Does Soldier Boy Actually Care About Homelander, or Is He Just Repeating History?
The father-son relationship at the center of ‘The Boys’ final season is one of the most psychologically rich dynamics the show has ever produced, and the question of whether Soldier Boy genuinely cares about Homelander does not have a clean answer. It never could, not with two men this broken.
A Connection Built on Secrets and Sperm Donation
When ‘The Boys’ season 3 revealed that Soldier Boy is Homelander’s biological father, it reframed everything the two characters had in common, from their Vought golden-boy status to their parallel betrayals by the women they loved. The twist was particularly stinging because of how it came about. Vought used Soldier Boy’s genetic material without his knowledge, with Vogelbaum telling him it was simply for research purposes. The company then used it to engineer a superior replacement, effectively stealing his legacy to build his own son.
Showrunner Eric Kripke explained that the Soldier Boy and Homelander connection grew out of the season’s overarching theme of fathers passing trauma down to their sons, with toxic masculinity at its core. He noted that Homelander, like Butcher, Hughie, and Mother’s Milk, needed to grapple with his parents, and the pitch to make Soldier Boy his father immediately clicked into place.
The Rejection That Said Everything
What makes the ‘The Boys’ season 3 finale so devastating is that Homelander, for the first time in the series, comes to Soldier Boy emotionally exposed. He wants a father. He craves it the way he craves validation from everyone. Homelander watches old Soldier Boy promotional footage and something close to sincerity seeps through as he tries to connect with the man who made him.
And then Soldier Boy tears it apart.
Rather than offering his son the belonging he has always lacked, Soldier Boy looks down on Homelander and calls him a disappointment. This rejection mirrors almost exactly what Soldier Boy himself experienced from his own father, who dismissed him even after he became the most powerful supe in the country. Soldier Boy’s father called him a disappointment and accused him of taking a shortcut by using Compound V, insisting that a real man would never have cheated his way into greatness.

Data provided »
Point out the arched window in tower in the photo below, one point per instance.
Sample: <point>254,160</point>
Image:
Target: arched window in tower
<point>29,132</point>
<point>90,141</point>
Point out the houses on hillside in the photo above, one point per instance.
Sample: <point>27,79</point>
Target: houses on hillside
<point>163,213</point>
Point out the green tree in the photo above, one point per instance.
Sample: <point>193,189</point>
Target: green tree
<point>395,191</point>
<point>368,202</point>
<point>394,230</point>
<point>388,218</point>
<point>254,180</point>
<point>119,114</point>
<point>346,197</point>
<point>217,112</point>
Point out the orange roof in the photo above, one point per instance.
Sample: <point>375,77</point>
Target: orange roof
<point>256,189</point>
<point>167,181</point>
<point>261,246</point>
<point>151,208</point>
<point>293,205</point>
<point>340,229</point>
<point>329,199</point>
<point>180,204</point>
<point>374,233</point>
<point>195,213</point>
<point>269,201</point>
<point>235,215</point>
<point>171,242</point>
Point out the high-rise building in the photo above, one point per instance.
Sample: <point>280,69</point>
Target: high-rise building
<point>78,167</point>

What is needed »
Output the part of the Soldier Boy and Homelander article starting with "The Rejection That" and going on through "tears it apart.". The listing isn't needed for what comes next.

Response area »
The Rejection That Said Everything
What makes the ‘The Boys’ season 3 finale so devastating is that Homelander, for the first time in the series, comes to Soldier Boy emotionally exposed. He wants a father. He craves it the way he craves validation from everyone. Homelander watches old Soldier Boy promotional footage and something close to sincerity seeps through as he tries to connect with the man who made him.
And then Soldier Boy tears it apart.